▶ _SOURCE EXCERPT_

ANCHORMAN: THE LEGEND OF RON BURGUNDY, Directed by Adam McKay, written by Will Ferrell and McKay, 91 minutes, rated PG-13.

The new Will Ferrell comedy, “Anchorman: The Legend of Ron Burgundy,” is a crude, funny satire that tackles local television anchors and their newscasts.

Those are easy targets to skewer, but not unlike “The Mary Tyler Moore Show,” “Murphy Brown” or “Broadcast News,” the movie is broad and harmless, mining more truth from its subject than some in the biz will want to admit.

As directed by Adam McKay from a script he co-wrote with Ferrell, “Anchorman” is essentially 91 minutes of good-natured hair pulling, which is especially cheeky since the group getting its hair pulled would rather not have theirs touched, thank you very much.

Corrosive but never mean, the movie only exists to have a good time. It’s set in the early 1970s, when the feminist movement was an unpleasant notion for some, cable TV was in its infancy, and local newscasts had the sort of prominence that comes with less competition. McKay and Ferrell poke fun at the times and the characters, but they also counter with an affection for both that’s almost sweet.

In the film, Ferrell is Ron Burgundy, the enormously popular, hirsute television anchor for San Diego’s Channel 4 who loves his scotch and his lady friends almost as much as he loves being No. 1 in the ratings.

Burgundy is a big local star and he knows it. He’s the man, the one to watch, the “handsome beast” people trust at the end of the day to give them the news. Sure he’s an idiot. But people like his macho bluster, and they especially like the way he ends each newscast: “Stay classy, San Diego.”

When station manager Ed Harken (Fred Willard) hires reporter Veronica Corningstone (Christina Applegate) to add diversity to the newsroom, Ron has a short-lived affair with her before being slapped with a reality check.

Sharp, savvy Veronica has anchor dreams of her own. When Ron goes missing one night, Veronica fights to fill in for him as anchor, the ratings soar, and she gets promoted to co-anchor as a result.

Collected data
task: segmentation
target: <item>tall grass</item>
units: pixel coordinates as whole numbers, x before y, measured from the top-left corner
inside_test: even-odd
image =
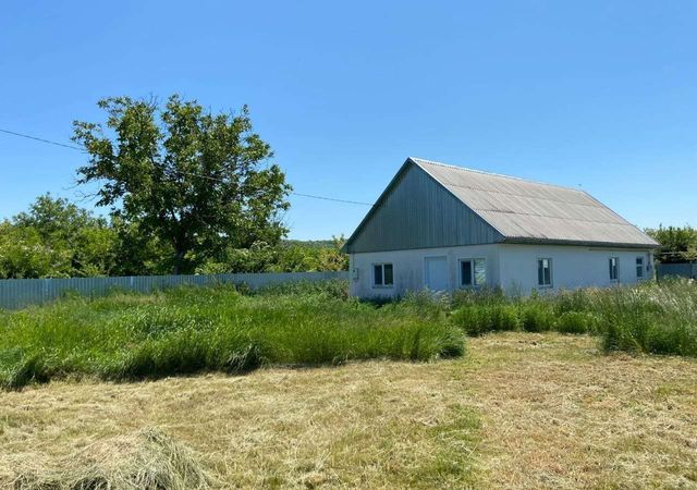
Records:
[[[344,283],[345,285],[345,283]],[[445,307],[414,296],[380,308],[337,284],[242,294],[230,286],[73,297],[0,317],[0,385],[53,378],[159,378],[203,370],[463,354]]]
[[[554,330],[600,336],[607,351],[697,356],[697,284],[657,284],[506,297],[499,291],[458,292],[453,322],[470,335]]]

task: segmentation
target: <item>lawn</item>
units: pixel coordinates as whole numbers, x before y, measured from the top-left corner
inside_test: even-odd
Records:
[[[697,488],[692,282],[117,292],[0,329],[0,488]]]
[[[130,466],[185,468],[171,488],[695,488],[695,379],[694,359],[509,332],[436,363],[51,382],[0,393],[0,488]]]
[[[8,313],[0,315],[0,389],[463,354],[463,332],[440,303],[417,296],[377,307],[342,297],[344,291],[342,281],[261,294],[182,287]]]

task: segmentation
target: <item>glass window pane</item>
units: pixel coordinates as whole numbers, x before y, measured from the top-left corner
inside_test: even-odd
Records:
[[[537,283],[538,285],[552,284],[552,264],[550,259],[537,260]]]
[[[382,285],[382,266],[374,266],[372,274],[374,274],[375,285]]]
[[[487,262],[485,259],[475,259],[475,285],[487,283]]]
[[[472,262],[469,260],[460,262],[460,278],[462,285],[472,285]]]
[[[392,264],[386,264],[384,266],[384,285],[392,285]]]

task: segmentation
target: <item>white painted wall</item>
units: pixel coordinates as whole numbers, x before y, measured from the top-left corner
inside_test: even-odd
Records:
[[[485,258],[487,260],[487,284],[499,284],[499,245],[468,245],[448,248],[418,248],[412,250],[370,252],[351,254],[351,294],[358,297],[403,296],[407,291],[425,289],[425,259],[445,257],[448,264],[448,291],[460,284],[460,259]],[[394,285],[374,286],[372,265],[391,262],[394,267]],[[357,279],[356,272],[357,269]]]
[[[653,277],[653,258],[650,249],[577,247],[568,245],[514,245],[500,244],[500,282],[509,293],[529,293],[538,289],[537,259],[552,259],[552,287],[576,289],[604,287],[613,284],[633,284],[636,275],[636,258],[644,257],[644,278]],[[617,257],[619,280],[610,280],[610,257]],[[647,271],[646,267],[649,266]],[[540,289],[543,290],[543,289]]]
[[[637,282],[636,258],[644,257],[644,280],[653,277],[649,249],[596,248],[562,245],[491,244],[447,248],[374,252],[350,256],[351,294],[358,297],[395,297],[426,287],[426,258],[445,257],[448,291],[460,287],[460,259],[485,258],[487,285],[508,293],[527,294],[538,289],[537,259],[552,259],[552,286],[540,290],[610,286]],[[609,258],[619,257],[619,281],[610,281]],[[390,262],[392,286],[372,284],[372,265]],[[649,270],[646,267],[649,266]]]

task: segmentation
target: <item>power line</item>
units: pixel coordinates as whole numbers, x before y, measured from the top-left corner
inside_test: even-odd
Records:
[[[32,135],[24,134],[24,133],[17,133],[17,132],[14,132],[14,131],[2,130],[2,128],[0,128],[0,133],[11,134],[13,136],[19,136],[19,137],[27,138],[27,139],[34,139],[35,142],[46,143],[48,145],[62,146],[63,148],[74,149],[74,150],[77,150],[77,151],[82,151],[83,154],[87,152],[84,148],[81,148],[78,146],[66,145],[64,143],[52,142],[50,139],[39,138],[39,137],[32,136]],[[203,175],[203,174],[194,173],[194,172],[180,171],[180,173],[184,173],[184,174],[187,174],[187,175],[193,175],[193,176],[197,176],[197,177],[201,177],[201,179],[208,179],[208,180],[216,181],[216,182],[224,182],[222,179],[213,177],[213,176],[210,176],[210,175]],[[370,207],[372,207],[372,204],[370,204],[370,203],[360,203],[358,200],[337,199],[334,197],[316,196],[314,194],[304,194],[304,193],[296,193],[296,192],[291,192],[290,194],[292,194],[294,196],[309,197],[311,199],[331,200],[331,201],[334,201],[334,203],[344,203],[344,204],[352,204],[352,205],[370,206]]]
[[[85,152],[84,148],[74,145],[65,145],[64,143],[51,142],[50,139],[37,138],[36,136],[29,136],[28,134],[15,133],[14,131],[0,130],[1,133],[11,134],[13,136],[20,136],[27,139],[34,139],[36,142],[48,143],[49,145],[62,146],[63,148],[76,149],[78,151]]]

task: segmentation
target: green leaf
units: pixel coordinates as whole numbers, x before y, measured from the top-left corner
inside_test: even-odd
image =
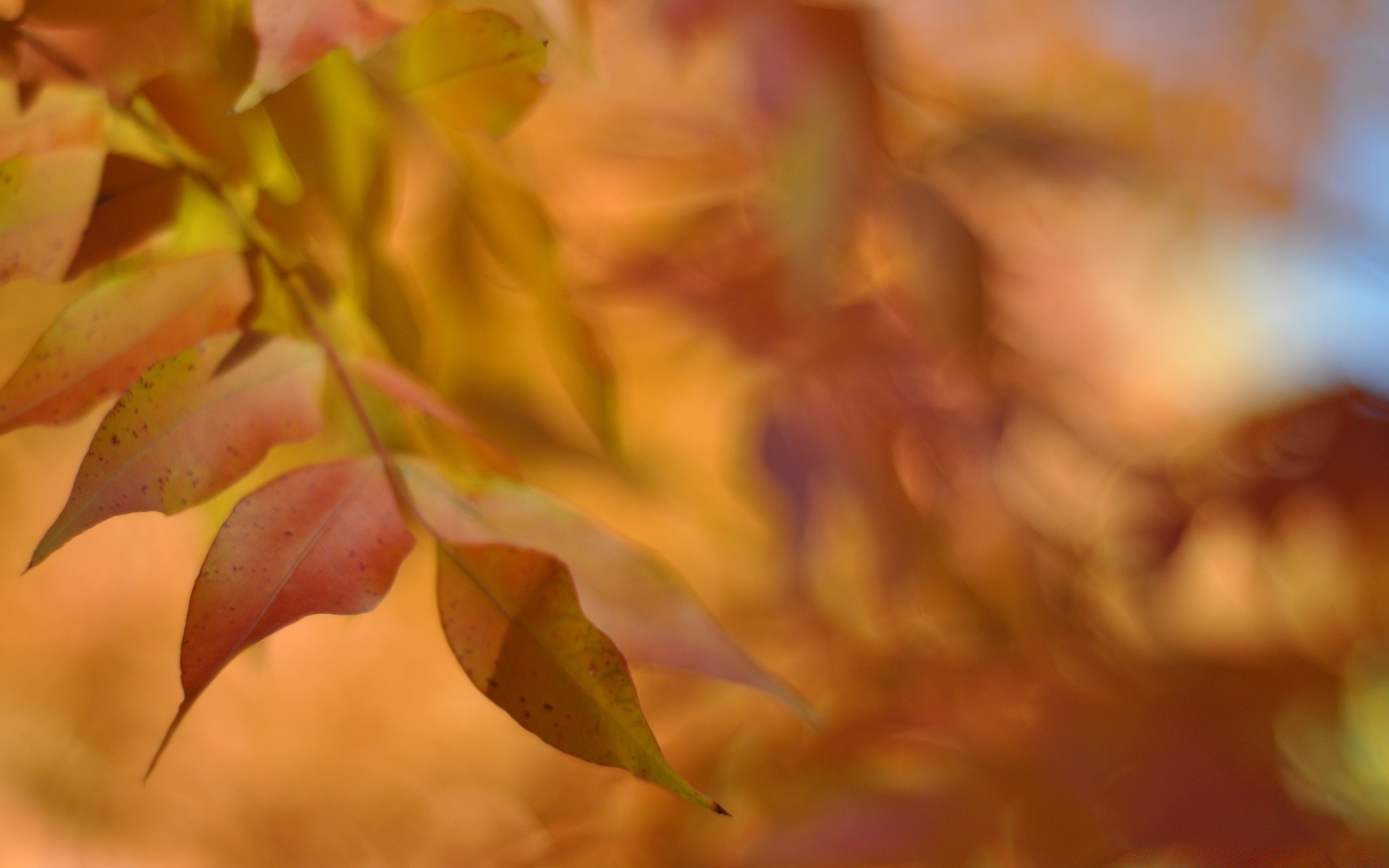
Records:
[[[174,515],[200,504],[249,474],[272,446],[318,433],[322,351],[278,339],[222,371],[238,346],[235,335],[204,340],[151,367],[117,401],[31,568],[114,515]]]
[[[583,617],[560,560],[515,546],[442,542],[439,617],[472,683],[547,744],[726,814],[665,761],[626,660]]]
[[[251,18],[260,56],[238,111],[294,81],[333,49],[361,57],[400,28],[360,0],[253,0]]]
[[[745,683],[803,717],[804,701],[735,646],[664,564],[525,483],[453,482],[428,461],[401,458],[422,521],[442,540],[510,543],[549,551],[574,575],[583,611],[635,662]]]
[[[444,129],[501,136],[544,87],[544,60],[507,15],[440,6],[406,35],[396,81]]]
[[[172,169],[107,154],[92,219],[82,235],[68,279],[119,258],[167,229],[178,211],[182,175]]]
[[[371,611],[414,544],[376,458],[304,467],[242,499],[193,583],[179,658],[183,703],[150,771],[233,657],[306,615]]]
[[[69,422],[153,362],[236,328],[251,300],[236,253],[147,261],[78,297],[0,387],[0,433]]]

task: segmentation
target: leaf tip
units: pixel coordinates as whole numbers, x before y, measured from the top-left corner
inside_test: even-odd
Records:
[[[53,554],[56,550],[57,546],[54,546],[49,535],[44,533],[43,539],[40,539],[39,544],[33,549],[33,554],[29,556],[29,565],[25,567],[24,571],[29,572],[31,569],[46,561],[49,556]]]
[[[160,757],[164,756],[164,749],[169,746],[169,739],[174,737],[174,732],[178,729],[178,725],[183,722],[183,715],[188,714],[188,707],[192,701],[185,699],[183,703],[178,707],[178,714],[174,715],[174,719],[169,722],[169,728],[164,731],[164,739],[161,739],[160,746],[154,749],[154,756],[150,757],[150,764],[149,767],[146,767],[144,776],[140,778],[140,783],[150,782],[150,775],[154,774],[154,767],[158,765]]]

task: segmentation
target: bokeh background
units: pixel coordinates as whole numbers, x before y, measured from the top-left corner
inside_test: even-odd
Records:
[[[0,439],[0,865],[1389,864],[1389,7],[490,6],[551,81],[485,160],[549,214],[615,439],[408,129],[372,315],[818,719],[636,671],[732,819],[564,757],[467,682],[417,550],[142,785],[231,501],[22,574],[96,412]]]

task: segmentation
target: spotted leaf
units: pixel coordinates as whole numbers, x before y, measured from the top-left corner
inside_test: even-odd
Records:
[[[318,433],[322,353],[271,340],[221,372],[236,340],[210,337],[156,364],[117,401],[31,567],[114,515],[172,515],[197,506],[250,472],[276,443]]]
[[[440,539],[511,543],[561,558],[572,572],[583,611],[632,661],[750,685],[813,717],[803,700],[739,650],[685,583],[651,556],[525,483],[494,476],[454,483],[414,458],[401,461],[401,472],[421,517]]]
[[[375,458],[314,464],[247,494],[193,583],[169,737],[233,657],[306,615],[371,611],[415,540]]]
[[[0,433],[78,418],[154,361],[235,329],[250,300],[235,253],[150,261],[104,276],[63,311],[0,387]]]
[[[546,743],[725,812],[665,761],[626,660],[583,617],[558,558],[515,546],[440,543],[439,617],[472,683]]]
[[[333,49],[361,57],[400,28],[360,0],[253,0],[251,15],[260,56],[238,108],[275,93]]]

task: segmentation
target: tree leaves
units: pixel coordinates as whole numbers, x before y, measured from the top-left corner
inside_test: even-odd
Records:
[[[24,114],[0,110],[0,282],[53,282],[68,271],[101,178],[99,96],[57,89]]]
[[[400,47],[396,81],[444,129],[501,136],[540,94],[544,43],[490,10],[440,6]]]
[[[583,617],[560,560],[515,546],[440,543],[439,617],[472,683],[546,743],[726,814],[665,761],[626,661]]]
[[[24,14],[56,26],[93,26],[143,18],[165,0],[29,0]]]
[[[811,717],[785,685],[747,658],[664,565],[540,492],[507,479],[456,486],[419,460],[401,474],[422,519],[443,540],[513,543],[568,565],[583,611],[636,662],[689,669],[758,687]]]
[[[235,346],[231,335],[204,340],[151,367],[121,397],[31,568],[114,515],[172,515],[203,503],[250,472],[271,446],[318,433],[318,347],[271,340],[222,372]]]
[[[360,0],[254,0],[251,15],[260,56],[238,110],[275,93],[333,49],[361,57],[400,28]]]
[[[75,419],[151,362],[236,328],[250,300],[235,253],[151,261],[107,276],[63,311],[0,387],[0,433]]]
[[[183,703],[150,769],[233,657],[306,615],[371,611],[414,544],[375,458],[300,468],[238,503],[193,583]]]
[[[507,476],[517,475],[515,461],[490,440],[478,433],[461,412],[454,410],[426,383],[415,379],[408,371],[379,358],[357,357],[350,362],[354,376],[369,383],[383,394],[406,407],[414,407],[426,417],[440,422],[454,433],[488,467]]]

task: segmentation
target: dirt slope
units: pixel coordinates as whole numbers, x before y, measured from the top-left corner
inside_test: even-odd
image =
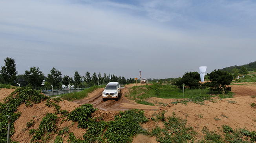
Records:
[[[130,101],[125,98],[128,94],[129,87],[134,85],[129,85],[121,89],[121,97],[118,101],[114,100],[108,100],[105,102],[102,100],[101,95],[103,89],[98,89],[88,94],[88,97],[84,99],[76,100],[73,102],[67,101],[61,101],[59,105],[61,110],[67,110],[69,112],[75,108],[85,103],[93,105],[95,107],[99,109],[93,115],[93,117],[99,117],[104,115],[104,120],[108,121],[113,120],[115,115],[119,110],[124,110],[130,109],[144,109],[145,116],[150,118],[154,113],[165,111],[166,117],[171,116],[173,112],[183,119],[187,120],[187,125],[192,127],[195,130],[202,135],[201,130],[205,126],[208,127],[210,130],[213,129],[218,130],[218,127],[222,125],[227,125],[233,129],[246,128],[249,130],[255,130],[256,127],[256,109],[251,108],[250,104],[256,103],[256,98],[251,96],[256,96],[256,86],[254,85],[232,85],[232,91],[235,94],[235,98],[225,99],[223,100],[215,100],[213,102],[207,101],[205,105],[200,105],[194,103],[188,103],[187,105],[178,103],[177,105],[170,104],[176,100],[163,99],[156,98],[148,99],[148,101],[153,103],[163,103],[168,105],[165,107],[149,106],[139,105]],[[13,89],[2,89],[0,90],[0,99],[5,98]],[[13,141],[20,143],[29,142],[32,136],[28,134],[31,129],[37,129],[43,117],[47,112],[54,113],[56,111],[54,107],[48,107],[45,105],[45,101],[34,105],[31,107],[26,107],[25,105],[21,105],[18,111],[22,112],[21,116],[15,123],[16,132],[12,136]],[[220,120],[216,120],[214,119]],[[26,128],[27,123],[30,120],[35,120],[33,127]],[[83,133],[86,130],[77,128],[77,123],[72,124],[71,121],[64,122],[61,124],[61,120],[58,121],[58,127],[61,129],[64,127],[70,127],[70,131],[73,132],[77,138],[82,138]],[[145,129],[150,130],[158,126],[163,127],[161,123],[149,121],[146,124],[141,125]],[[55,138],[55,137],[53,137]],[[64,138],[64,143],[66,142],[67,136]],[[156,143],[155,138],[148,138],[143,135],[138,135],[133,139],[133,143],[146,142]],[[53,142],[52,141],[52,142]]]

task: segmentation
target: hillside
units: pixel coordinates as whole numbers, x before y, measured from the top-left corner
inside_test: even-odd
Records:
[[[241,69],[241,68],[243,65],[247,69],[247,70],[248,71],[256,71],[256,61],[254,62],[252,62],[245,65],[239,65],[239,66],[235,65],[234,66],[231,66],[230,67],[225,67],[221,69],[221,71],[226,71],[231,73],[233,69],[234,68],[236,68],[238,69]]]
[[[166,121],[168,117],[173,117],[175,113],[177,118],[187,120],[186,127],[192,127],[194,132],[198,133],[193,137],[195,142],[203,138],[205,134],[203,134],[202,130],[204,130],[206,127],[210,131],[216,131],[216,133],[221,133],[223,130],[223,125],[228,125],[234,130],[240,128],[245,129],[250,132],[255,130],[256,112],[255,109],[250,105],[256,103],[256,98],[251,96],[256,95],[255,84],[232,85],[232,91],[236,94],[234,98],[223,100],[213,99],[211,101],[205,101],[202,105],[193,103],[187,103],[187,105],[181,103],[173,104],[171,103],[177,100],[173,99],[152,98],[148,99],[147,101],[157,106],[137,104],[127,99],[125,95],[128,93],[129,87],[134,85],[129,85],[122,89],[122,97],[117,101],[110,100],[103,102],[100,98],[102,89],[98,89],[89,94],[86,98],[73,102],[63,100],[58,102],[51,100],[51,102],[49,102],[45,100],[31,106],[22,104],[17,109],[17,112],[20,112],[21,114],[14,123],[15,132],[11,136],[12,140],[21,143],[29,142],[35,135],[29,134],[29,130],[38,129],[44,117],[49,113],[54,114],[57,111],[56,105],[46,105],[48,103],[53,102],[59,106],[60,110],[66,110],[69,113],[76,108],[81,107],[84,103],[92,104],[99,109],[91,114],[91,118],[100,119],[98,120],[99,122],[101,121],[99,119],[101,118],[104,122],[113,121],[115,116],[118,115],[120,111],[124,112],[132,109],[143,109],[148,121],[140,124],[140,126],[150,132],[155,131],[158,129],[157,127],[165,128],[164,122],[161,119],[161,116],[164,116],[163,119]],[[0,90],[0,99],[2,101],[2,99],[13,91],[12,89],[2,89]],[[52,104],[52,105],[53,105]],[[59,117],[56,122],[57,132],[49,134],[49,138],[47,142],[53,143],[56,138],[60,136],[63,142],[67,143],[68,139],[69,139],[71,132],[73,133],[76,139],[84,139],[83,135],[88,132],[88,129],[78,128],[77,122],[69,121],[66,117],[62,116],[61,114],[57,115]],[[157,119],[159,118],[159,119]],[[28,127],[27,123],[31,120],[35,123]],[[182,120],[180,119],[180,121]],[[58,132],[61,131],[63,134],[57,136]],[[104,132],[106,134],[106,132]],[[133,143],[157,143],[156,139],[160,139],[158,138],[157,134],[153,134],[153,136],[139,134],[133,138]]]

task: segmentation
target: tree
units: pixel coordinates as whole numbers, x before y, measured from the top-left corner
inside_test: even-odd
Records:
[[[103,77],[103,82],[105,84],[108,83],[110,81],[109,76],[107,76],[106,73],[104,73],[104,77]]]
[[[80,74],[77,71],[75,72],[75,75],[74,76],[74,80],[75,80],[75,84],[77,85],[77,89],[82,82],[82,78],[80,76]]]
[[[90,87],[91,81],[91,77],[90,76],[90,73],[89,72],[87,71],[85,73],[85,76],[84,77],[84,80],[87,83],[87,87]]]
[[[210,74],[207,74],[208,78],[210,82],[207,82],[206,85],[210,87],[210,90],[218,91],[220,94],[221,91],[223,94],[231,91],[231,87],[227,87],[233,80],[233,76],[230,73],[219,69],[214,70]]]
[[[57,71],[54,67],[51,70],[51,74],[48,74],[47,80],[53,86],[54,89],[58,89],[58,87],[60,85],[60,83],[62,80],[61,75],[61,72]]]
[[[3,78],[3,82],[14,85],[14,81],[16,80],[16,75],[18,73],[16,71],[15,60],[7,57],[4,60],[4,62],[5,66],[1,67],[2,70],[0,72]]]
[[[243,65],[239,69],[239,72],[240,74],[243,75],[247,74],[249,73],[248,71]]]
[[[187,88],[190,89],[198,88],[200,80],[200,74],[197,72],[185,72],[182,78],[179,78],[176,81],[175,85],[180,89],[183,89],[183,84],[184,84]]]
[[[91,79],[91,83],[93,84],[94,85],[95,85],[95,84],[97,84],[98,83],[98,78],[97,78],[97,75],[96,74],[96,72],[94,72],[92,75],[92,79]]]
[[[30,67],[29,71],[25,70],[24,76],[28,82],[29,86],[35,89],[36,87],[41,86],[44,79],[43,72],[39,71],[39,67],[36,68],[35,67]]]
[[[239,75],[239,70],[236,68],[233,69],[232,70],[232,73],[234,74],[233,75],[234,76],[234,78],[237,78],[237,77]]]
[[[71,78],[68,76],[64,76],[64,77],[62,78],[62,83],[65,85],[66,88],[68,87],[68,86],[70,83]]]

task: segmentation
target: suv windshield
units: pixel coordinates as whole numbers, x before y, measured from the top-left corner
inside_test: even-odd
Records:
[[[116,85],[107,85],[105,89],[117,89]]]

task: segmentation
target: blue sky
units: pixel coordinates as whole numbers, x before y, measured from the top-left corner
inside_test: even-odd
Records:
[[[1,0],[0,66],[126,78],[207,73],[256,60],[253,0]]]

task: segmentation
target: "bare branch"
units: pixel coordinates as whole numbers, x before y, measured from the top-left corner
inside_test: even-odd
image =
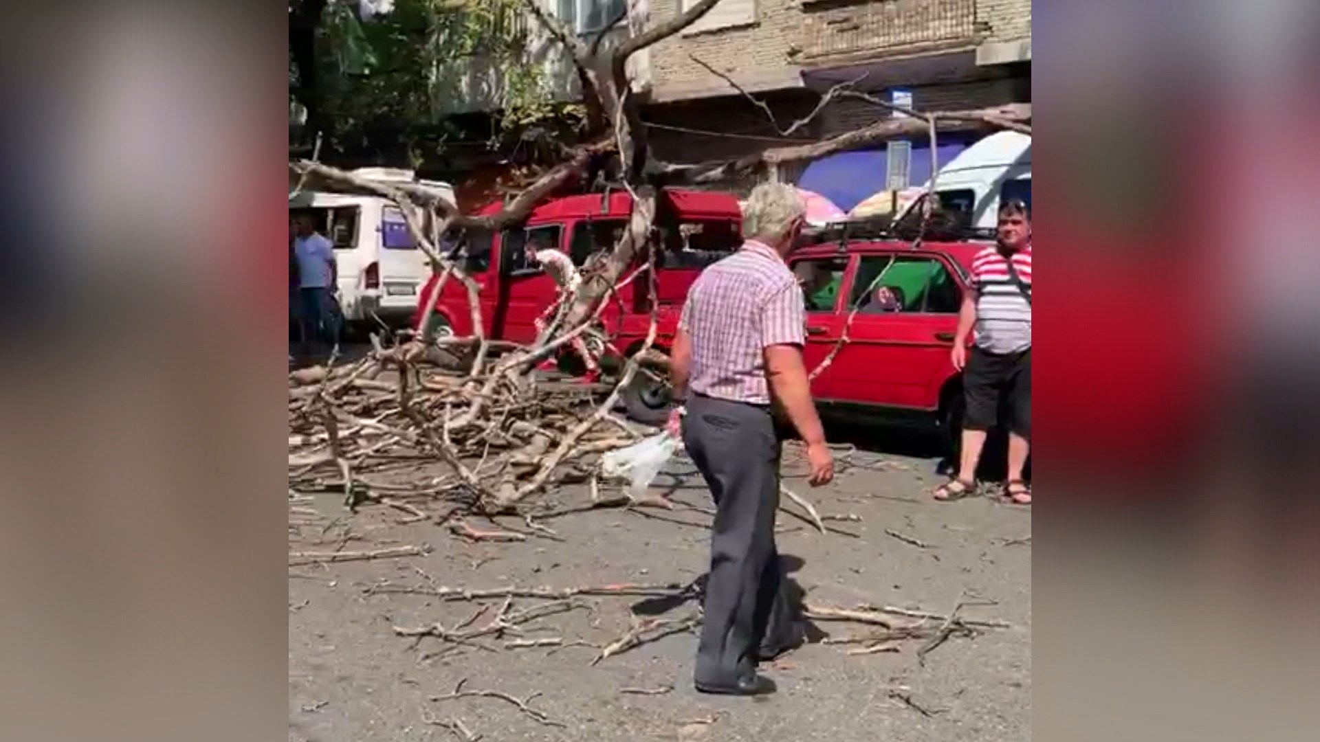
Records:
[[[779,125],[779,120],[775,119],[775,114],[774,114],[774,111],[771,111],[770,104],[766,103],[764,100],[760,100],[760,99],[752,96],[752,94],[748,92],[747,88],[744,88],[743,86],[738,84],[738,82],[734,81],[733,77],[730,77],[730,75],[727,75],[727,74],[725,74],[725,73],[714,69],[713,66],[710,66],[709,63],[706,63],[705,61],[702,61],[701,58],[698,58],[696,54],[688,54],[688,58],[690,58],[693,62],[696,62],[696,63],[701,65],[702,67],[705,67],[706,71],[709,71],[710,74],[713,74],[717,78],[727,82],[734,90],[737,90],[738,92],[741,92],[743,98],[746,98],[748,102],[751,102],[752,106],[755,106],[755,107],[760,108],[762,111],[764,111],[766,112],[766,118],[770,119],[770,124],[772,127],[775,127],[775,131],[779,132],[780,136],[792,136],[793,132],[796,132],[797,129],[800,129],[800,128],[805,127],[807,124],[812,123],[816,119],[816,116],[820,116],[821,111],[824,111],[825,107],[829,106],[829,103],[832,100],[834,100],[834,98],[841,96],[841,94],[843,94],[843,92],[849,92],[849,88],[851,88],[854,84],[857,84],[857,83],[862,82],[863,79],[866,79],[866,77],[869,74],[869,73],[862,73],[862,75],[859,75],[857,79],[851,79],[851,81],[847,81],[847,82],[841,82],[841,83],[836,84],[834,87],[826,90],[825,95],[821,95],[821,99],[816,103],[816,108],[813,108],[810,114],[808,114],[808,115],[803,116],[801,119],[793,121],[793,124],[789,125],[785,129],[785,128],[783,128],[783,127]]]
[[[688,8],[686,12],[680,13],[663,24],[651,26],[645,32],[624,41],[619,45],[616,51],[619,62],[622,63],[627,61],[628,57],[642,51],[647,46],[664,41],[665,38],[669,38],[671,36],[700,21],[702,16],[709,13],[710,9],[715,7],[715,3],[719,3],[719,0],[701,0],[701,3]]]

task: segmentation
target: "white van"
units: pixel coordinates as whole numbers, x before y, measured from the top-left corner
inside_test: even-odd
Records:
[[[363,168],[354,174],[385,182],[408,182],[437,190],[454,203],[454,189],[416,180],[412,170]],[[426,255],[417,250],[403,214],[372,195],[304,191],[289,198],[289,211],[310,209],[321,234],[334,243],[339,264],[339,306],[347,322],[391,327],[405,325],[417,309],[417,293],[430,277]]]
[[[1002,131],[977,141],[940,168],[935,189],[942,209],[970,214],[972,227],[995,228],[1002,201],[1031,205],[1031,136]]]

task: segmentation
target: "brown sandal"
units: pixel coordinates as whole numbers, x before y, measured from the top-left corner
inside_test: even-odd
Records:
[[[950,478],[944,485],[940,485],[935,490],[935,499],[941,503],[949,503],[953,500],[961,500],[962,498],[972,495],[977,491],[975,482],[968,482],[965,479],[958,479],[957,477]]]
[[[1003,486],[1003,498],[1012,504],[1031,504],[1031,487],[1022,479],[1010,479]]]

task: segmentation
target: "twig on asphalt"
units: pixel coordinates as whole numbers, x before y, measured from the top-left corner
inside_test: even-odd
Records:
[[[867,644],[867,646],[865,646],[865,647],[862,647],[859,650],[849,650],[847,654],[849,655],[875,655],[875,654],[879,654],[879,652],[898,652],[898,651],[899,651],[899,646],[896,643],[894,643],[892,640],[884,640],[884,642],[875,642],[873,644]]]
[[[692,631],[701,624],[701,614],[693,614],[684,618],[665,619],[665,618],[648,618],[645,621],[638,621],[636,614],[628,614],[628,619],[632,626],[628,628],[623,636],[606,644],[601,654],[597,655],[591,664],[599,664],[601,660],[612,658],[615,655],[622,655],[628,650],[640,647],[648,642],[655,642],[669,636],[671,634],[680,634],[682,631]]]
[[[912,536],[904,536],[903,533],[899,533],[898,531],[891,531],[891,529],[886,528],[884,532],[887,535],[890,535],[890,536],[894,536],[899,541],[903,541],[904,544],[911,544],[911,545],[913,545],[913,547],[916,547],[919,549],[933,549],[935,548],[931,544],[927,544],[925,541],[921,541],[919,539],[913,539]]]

▶ _SHORT EXERCISE_
Please list the titles of the other shows and films that the film review compares the movie to.

▶ _ANSWER FOR THIS EXERCISE_
"The Mary Tyler Moore Show"
"Murphy Brown"
"Broadcast News"